#### DIRECTIONS:
Carry on the text about the Kura–Araxes culture from the point where it stops.

-------- SUPPLIED PASSAGE

The Kura–Araxes culture, also named Kur–Araz culture, Mtkvar-Araxes culture or the Early Transcaucasian culture was a civilization that existed from about 4000 BC until about 2000 BC, which has traditionally been regarded as the date of its end; in some locations it may have disappeared as early as 2600 or 2700 BC. The earliest evidence for this culture is found on the Ararat plain; it spread north in the Caucasus by 3000 BC.

Altogether, the early Transcaucasian culture enveloped a vast area approximately 1,000 km by 500 km, and mostly encompassed the modern-day territories of the South Caucasus (except western Georgia), northwestern Iran, the northeastern Caucasus, eastern Turkey, and as far as Syria.

The name of the culture is derived from the Kura and Araxes river valleys. Kura–Araxes culture is sometimes known as Shengavitian, Karaz (Erzurum), Pulur, and Yanik Tepe (Iranian Azerbaijan, near Lake Urmia) cultures. It gave rise to the Khirbet Kerak-ware culture found in the Levant and Trialeti-Vanadzor culture of the South Caucasus and Armenian Highlands.

Early history 
The formative processes of the Kura-Araxes cultural complex, and the date and circumstances of its rise, have been long debated.

Shulaveri-Shomu culture preceded the Kura–Araxes culture in the area. There were many differences between these two cultures, so the connection was not clear. Later, it was suggested that the Sioni culture of eastern Georgia possibly represented a transition from the Shulaveri to the Kura-Arax cultural complex.

At many sites, the Sioni culture layers can be seen as intermediary between Shulaver-Shomu-Tepe layers and the Kura-Araxes layers. This kind of stratigraphy warrants a chronological place of the Sioni culture at around 4000 BCE.

Some scholars consider the Kartli and Kakheti areas  as key to forming the earliest phase of the Kura–Araxes culture. To a large extent, this appears as an indigenous culture of Caucasus that was formed over a long period, and at the same time incorporating foreign influences.

There are some indications (such as at Arslantepe) of the overlapping in time of the Kura-Araxes and Uruk cultures; such contacts may go back even to the Middle Uruk period.

----------------
-------- LISTING

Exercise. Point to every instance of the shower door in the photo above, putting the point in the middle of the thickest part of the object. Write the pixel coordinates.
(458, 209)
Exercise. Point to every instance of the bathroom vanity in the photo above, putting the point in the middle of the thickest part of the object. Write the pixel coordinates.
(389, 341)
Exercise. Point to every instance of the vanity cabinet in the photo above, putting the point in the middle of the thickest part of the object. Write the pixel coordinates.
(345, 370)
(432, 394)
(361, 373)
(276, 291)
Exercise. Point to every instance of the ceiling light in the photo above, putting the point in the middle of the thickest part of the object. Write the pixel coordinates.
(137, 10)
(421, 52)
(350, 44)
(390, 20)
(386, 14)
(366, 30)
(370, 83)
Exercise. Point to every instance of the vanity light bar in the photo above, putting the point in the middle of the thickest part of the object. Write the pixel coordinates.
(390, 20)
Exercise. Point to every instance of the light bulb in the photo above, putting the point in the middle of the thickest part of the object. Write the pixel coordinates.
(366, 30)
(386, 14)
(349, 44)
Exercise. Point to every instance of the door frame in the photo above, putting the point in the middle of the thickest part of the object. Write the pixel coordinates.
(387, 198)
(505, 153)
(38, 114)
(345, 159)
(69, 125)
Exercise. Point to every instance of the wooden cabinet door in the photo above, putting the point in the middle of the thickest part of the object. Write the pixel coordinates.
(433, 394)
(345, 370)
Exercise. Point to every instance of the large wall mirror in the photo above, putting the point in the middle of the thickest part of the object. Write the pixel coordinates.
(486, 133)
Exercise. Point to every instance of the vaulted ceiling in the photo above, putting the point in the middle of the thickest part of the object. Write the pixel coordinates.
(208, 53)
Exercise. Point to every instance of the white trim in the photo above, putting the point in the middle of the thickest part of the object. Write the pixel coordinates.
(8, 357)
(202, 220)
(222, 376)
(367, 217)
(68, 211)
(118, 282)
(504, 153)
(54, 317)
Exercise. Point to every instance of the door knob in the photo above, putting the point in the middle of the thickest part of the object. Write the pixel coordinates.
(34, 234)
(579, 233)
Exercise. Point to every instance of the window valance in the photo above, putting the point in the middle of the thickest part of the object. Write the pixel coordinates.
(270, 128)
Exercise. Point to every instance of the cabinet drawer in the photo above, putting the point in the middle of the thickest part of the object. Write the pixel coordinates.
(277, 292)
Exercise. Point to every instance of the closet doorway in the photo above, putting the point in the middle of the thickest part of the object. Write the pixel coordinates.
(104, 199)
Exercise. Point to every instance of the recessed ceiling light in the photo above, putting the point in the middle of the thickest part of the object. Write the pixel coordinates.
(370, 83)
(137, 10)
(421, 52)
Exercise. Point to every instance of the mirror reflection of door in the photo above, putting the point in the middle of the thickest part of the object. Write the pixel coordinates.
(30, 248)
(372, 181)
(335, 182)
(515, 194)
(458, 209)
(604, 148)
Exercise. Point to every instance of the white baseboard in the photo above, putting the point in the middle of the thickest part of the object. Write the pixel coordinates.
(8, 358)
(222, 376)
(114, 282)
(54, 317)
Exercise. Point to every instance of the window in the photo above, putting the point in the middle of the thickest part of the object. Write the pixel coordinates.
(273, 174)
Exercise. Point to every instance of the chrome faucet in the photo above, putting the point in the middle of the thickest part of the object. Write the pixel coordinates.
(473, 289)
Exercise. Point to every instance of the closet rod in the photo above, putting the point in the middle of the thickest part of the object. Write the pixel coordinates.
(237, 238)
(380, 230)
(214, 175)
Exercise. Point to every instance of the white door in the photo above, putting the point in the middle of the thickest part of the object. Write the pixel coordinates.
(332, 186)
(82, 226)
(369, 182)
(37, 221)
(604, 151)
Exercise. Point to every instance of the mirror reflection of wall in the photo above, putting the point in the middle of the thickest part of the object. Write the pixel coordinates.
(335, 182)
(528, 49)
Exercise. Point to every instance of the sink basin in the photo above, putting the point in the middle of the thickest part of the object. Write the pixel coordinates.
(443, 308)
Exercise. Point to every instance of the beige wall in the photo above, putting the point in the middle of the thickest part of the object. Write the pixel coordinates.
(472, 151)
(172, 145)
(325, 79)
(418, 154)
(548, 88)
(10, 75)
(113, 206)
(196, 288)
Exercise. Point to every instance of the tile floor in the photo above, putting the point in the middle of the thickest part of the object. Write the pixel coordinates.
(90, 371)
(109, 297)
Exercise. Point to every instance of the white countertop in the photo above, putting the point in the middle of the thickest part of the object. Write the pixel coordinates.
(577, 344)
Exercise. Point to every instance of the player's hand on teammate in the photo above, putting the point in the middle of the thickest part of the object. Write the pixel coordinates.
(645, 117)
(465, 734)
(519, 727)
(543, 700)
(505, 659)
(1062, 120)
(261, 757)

----------------

#### THE REPLY:
Some scholars have suggested that the earliest manifestation of the Kura-Araxes phenomenon should be dated at least to the last quarter of the 5th millennium BC. This is based on the recent data from Ovçular Tepesi, a Late Chalcolithic settlement located in Nakhchivan by the Arpaçay river.

Expansion 

Rather quickly, elements of Kura–Araxes culture started to proceed westward to the Erzurum plain, southwest to Cilicia, and to the southeast into the area of Lake Van, and below the Urmia basin in Iran, such as to Godin Tepe.  Finally, it proceeded into the present-day Syria (Amuq valley), and as far as Palestine.

Its territory corresponds to large parts of modern Armenia, Azerbaijan, Chechnya, Dagestan, Georgia, Ingushetia, North Ossetia, and parts of Iran and Turkey.

At Sos Hoyuk, in Erzurum Province, Turkey, early forms of Kura-Araxes pottery were found in association with local ceramics as early as 3500-3300 BC. During the Early Bronze Age in 3000-2200 BC, this settlement was part of the Kura-Araxes phenomenon.

At Arslantepe, Turkey, around 3000 BCE, there was widespread burning and destruction, after which Kura-Araxes pottery appeared in the area.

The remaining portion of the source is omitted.